(Provided records begins)

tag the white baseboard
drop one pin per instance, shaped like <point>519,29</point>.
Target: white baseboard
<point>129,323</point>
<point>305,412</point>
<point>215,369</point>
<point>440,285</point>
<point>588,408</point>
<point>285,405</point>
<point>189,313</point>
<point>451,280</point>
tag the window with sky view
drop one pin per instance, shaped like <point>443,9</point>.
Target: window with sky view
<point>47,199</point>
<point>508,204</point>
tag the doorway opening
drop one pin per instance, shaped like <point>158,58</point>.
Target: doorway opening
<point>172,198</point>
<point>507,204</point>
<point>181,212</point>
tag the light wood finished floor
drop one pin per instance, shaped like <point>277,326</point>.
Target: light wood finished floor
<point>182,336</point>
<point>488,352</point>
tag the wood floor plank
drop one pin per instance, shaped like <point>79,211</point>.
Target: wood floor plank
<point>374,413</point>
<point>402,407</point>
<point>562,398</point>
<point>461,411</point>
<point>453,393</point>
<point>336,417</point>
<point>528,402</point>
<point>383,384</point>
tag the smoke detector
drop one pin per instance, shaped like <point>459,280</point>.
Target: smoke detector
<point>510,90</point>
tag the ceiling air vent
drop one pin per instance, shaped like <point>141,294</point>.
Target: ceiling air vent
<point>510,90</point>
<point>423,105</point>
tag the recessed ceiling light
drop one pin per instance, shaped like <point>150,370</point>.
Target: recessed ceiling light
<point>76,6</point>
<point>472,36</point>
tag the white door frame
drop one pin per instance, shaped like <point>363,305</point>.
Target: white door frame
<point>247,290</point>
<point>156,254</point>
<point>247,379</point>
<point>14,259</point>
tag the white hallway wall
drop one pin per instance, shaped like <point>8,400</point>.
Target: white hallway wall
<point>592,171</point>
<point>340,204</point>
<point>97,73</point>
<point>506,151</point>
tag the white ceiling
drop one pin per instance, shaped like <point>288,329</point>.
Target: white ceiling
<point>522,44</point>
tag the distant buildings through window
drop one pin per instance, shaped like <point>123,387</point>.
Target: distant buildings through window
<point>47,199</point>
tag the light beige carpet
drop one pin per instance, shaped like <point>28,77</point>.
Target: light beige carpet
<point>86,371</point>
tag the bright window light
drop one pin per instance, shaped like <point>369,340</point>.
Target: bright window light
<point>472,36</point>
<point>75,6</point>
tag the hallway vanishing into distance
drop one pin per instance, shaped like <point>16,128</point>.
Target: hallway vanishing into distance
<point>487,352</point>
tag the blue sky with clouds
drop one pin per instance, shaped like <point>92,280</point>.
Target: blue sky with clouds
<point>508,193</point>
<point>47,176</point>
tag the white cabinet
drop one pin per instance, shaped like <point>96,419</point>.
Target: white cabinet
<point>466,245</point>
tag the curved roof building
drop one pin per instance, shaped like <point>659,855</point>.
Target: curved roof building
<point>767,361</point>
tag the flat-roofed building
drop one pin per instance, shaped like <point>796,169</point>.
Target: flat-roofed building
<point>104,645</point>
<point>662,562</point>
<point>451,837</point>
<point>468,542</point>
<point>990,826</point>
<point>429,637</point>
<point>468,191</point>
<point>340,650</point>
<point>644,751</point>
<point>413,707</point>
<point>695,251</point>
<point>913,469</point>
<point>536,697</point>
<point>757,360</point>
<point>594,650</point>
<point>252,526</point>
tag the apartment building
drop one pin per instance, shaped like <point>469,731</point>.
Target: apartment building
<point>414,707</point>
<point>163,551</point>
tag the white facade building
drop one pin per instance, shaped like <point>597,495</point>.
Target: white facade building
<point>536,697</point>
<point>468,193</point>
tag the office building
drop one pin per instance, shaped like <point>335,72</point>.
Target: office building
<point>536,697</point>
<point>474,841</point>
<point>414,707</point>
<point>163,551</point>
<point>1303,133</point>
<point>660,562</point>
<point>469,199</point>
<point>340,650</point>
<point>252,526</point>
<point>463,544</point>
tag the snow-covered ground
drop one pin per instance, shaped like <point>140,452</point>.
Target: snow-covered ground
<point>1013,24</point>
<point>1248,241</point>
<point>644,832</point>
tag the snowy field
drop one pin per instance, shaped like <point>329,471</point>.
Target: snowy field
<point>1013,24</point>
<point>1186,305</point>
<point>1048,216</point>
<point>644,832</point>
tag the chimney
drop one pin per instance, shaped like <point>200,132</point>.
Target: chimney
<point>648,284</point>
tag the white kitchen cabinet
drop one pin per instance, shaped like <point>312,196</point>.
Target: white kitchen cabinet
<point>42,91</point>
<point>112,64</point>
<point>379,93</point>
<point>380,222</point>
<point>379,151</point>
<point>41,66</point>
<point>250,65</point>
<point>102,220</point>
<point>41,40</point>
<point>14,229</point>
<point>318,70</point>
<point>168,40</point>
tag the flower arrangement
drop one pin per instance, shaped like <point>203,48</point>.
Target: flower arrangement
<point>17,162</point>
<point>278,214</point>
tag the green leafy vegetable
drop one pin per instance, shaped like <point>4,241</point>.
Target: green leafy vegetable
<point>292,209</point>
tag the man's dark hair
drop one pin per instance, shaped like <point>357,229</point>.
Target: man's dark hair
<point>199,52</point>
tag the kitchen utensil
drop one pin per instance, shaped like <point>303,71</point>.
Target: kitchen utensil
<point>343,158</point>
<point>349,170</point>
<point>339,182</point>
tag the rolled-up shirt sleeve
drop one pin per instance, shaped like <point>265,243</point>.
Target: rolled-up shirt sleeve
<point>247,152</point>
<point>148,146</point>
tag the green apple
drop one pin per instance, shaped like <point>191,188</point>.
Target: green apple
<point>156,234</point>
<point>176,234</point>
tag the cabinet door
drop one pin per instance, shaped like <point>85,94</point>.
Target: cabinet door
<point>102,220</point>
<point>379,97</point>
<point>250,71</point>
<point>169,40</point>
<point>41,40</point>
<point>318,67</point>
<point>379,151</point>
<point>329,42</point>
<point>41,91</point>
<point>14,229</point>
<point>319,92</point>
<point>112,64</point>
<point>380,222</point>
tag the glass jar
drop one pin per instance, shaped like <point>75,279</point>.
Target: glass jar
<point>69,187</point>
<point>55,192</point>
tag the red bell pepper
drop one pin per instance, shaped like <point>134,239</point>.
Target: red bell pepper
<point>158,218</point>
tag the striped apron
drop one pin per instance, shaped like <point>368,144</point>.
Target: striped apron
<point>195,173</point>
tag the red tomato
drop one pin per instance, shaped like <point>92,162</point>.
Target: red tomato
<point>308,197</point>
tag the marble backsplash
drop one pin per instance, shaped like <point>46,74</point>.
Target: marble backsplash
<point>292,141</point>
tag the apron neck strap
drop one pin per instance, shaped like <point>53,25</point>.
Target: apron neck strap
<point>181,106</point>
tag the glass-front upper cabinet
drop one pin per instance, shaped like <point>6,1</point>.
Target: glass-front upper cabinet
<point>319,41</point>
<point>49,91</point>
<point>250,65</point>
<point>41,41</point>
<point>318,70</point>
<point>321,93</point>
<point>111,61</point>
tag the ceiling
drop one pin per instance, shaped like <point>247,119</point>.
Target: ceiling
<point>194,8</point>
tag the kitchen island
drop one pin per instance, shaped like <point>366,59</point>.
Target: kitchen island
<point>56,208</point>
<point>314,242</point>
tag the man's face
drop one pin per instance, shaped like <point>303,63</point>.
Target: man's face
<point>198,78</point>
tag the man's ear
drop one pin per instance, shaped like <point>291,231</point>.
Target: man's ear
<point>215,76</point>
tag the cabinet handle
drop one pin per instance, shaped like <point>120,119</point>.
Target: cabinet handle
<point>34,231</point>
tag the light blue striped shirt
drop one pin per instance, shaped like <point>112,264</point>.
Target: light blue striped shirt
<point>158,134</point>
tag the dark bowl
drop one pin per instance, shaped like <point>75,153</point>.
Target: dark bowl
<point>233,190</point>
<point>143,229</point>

(Provided records ends)

■ **Problem description**
Everything from the line with "drop one pin per instance, shaped like <point>8,400</point>." through the line with "drop one pin per instance, shaped like <point>123,387</point>." should be written out exactly as it appears above, end lines included, and nothing outside that range.

■ **Solution below**
drop one pin per instance, shaped like <point>8,400</point>.
Target: white hallway wall
<point>592,171</point>
<point>340,204</point>
<point>97,73</point>
<point>506,151</point>
tag the white ceiling
drop one pin per instance, shaped like <point>288,329</point>.
Target: white ceiling
<point>522,44</point>
tag the distant buildings through window
drop one pin per instance, shaped like <point>123,387</point>.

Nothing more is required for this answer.